§ Work required: Scan the data, and whenever a line contains "woman", copy it.

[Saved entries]
########################################
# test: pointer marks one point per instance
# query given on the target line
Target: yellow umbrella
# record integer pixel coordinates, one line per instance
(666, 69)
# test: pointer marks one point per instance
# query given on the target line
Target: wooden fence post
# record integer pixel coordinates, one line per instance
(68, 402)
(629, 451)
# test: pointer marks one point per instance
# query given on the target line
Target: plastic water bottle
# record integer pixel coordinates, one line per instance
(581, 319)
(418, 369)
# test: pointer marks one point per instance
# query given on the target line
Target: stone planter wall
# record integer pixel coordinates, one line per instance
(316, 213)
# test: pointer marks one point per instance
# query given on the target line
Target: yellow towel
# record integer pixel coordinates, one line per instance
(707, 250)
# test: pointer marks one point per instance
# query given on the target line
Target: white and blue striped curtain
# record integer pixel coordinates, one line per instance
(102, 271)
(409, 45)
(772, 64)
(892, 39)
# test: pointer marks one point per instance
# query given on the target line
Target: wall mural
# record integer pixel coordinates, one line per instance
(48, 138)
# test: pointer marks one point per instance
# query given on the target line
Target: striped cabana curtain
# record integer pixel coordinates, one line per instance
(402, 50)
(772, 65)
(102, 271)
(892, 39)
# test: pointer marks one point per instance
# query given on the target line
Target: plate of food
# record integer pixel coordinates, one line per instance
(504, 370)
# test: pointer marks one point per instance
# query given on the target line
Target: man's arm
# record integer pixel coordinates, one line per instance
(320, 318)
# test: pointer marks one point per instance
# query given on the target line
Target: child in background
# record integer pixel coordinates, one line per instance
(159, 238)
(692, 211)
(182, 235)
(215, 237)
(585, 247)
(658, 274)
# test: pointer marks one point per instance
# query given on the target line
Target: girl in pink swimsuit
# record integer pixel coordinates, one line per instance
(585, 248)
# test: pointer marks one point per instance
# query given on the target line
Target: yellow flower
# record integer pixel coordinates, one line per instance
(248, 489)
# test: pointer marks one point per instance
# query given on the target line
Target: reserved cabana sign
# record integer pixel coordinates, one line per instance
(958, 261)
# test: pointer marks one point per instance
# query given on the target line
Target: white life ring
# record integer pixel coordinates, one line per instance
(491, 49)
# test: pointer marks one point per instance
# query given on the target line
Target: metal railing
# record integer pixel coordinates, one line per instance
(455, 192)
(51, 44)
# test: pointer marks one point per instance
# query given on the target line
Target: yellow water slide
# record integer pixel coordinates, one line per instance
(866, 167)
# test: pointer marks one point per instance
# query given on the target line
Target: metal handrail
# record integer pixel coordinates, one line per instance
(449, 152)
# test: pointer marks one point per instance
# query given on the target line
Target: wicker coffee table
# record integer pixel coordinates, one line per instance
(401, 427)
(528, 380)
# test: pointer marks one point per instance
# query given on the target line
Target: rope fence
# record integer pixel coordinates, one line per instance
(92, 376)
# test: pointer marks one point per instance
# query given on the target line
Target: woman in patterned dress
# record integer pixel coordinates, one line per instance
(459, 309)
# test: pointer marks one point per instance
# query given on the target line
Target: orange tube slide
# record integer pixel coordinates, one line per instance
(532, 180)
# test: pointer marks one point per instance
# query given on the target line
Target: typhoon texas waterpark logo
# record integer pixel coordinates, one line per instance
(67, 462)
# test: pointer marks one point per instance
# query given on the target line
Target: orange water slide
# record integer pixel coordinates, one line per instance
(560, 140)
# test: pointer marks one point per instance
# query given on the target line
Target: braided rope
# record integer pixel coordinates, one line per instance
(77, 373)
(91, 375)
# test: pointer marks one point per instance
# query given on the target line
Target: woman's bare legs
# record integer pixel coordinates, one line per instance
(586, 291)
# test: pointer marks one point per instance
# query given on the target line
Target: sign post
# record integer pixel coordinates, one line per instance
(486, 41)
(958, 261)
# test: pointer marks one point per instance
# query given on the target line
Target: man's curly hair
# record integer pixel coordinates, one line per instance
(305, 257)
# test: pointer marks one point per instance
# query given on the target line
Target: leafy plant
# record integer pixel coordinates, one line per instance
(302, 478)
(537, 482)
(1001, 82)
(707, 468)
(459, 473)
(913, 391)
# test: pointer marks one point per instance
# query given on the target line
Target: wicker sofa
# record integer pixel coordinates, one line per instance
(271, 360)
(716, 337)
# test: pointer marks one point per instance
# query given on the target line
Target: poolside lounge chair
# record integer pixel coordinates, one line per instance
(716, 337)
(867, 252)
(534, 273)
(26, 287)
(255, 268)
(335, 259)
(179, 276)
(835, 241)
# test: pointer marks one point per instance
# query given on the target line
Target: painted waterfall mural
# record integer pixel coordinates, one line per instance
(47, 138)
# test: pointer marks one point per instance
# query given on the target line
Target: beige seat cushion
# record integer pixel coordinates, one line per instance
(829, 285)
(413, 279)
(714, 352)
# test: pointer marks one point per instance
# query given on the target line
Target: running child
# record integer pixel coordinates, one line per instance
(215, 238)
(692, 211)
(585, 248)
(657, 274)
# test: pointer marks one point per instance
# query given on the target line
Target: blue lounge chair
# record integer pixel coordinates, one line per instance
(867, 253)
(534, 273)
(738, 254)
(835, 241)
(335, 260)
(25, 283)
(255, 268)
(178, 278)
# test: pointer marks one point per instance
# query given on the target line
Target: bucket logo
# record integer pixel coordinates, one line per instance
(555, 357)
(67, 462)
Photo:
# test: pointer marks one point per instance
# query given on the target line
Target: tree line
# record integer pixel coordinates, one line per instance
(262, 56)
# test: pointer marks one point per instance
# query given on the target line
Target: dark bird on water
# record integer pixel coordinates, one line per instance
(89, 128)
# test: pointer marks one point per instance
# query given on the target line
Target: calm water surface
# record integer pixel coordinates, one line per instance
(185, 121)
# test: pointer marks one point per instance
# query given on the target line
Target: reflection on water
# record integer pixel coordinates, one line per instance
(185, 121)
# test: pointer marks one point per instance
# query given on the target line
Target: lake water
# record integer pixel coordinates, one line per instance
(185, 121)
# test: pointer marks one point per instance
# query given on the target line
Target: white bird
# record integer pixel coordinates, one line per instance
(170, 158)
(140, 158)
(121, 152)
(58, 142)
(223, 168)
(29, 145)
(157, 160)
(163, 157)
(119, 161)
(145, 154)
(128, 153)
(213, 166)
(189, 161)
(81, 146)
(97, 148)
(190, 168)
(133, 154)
########################################
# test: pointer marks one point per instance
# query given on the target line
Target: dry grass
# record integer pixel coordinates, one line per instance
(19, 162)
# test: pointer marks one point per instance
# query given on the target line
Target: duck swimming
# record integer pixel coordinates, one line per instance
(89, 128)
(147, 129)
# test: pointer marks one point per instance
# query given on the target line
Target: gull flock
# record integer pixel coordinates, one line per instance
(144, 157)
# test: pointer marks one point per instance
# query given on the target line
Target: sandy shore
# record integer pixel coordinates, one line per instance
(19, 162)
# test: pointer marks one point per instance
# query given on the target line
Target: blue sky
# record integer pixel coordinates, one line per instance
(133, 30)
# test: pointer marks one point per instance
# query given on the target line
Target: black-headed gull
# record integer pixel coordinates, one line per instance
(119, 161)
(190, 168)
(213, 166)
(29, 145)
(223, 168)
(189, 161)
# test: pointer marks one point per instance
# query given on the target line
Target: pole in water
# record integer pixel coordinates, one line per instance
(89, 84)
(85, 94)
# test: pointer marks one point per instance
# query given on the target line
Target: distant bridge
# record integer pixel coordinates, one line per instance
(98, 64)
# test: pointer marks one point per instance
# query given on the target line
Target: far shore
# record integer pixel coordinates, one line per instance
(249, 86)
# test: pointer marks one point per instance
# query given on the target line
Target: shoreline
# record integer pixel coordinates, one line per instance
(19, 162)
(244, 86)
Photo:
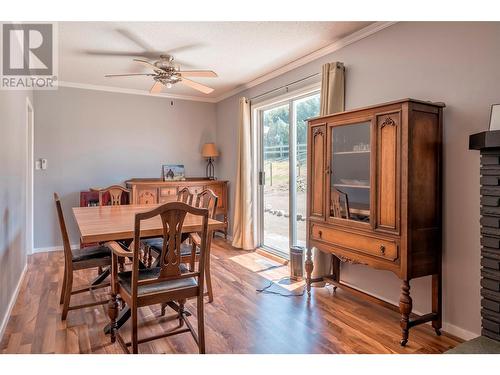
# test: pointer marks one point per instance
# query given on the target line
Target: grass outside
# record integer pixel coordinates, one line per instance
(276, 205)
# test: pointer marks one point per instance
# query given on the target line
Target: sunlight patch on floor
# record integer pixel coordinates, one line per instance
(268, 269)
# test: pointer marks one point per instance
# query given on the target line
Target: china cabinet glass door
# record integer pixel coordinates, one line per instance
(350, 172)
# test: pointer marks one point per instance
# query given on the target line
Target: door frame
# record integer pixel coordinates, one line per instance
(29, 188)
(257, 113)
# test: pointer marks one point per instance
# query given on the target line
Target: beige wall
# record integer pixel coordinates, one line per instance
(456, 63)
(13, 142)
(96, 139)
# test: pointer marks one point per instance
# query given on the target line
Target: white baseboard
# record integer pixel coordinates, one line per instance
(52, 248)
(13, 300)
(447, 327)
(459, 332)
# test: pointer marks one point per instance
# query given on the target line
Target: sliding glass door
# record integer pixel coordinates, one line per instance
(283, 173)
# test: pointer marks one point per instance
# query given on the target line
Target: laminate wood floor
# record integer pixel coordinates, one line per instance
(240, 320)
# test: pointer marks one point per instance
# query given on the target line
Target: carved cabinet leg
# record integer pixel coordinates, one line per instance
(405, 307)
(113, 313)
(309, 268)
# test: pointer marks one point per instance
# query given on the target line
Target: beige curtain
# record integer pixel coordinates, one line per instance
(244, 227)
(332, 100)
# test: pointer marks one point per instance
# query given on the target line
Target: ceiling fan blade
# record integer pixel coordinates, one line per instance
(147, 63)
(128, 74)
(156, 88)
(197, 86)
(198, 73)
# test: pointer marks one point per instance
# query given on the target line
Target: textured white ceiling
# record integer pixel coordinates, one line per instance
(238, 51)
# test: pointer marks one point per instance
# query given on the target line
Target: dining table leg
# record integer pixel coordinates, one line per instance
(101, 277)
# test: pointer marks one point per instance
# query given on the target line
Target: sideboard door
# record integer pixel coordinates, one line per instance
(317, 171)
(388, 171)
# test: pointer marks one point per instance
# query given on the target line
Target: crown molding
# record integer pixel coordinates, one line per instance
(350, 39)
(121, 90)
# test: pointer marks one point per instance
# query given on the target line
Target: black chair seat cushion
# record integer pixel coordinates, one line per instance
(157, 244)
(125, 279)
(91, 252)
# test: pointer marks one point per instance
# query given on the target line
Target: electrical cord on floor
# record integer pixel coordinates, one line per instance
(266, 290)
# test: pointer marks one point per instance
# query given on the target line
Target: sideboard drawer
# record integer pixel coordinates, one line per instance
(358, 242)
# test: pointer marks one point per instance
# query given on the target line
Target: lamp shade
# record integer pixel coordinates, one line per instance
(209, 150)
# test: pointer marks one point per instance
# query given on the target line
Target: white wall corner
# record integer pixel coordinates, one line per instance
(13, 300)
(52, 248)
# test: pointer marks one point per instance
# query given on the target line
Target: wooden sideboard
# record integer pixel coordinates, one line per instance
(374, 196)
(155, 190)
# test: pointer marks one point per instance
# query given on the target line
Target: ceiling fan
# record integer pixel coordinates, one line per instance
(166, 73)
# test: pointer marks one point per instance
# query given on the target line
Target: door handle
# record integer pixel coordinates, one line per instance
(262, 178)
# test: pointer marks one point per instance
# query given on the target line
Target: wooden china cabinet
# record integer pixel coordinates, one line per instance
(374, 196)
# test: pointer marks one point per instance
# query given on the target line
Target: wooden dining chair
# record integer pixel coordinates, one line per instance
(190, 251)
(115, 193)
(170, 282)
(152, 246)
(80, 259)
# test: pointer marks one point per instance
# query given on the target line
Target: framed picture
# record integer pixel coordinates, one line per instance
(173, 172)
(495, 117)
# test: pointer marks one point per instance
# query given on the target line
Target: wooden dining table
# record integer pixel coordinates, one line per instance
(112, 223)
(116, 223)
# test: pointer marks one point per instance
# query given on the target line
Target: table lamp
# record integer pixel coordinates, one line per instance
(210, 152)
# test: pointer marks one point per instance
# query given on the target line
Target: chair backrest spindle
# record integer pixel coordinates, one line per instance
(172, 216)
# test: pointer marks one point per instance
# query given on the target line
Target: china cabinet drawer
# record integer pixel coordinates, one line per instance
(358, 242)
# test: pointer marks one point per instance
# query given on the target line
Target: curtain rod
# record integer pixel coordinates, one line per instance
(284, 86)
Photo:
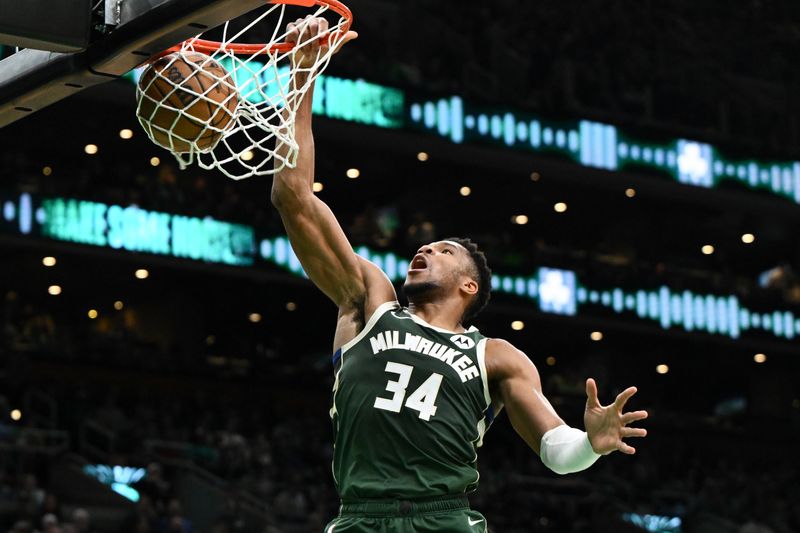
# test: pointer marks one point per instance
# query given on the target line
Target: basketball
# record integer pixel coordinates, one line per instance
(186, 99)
########################################
§ Response box:
Target: woman in patterned dress
Target: woman's bare legs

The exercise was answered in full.